--- START ---

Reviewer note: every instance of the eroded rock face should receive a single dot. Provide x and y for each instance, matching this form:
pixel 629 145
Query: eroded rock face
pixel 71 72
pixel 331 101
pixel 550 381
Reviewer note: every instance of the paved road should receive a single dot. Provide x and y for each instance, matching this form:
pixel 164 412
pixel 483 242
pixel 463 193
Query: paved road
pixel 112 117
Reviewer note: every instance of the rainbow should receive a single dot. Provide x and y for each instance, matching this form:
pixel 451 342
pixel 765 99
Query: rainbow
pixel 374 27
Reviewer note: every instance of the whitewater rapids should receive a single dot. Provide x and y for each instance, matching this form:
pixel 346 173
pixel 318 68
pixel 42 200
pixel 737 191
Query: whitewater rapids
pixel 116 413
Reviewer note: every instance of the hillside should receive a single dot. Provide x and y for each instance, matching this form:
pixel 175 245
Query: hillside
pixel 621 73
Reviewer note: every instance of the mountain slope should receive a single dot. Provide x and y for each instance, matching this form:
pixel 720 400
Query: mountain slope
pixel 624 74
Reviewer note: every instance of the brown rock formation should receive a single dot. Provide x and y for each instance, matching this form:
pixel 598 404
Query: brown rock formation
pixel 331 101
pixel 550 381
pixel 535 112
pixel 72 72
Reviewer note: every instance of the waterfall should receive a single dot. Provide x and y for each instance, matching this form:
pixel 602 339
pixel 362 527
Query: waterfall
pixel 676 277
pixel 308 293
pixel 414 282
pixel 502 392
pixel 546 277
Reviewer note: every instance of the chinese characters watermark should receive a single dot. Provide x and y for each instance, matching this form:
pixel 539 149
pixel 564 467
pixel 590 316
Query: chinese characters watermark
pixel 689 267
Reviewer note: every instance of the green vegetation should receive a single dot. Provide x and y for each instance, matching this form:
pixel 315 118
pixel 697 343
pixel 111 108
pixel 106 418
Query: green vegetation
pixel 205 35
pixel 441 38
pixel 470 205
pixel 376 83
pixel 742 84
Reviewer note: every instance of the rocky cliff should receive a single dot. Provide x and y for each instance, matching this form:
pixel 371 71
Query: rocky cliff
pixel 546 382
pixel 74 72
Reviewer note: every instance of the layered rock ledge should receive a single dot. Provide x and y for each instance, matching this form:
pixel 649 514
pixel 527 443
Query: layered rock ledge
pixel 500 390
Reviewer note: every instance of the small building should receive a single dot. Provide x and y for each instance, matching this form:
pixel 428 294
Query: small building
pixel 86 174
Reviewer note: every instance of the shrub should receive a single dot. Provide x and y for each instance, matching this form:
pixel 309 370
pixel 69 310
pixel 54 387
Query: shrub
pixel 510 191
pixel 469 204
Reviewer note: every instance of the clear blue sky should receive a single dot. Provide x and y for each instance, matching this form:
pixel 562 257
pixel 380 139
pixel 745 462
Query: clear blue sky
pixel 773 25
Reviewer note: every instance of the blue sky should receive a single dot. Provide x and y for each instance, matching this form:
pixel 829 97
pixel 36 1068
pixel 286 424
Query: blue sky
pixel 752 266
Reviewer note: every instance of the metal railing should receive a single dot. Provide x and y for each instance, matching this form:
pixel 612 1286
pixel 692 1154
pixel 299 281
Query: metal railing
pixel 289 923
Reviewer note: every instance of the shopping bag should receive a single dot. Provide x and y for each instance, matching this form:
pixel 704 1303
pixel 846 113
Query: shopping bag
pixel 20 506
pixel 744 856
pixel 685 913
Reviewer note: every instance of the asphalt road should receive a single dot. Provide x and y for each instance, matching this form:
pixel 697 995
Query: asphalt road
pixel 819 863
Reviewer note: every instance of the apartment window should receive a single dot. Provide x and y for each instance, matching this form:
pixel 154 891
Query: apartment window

--- END ---

- _EXERCISE DESCRIPTION_
Copy the lines from the entries above in which the word "window" appears.

- _REPLY_
Reviewer note: every instance of the apartment window should receive a single dot. Provide x and y for each instance, matching this form:
Query: apartment window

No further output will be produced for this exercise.